- [Input records]
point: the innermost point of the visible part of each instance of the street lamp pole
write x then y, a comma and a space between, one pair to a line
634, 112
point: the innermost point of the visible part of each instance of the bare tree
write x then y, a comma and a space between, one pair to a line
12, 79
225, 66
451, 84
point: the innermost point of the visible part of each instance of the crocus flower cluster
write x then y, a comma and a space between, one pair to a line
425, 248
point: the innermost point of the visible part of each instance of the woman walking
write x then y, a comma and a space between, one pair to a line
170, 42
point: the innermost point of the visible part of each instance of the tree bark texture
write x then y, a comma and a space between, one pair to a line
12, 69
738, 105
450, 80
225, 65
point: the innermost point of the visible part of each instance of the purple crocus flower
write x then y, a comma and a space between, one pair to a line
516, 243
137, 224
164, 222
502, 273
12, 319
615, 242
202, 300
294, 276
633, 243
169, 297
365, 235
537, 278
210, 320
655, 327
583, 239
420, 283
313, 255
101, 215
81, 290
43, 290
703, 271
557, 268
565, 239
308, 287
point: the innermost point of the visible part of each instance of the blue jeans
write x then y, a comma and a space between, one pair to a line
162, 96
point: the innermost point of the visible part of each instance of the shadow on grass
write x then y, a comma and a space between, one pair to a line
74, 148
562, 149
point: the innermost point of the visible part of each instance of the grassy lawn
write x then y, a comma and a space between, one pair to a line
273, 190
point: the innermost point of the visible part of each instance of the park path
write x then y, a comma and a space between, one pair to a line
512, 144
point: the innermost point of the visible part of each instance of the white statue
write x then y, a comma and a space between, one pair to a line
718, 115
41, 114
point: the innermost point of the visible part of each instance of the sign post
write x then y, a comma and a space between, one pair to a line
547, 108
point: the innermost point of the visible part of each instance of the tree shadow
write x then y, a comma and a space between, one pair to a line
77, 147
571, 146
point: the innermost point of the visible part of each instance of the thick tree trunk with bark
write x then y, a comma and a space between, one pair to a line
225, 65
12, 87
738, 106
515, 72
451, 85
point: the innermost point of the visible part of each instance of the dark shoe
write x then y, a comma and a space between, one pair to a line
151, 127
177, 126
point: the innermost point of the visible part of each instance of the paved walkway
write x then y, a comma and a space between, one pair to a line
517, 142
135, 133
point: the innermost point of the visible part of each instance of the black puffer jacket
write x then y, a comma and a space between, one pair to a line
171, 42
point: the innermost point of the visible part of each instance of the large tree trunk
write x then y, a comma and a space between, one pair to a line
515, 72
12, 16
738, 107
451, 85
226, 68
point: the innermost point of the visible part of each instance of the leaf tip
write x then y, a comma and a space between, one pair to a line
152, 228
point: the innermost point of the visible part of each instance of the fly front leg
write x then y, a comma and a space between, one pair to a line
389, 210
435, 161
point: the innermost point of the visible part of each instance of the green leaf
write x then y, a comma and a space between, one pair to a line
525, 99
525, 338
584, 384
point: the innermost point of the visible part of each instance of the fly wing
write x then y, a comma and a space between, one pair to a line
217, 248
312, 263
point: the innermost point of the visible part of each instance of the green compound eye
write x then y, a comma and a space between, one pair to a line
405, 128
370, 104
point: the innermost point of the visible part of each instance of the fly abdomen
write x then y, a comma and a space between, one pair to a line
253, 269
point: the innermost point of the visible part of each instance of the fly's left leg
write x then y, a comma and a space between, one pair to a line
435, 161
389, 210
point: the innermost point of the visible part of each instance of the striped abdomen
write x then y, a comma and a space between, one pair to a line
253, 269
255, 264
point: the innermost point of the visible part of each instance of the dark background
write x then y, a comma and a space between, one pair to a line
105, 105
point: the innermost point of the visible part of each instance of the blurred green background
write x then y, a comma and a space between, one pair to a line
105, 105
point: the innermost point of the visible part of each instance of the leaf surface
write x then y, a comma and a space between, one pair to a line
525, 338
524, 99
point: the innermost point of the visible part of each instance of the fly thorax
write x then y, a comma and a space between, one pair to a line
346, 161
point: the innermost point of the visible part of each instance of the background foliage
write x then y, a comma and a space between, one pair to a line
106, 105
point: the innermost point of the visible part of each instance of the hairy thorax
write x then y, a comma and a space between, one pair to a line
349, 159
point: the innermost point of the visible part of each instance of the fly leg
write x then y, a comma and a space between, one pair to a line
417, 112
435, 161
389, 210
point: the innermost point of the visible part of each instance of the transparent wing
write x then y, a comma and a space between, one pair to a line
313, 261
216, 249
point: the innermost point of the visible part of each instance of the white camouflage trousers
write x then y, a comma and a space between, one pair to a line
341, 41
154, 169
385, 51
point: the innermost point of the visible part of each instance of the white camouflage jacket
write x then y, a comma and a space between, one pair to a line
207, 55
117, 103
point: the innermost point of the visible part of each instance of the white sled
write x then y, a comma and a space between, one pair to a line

- [Required action]
Pull every line with the word "crocus" from the data.

- [Task result]
point: the innermost point of the visible part of each instance of the crocus flower cluster
point: the innermost point of the visible part of each instance of the purple crocus flower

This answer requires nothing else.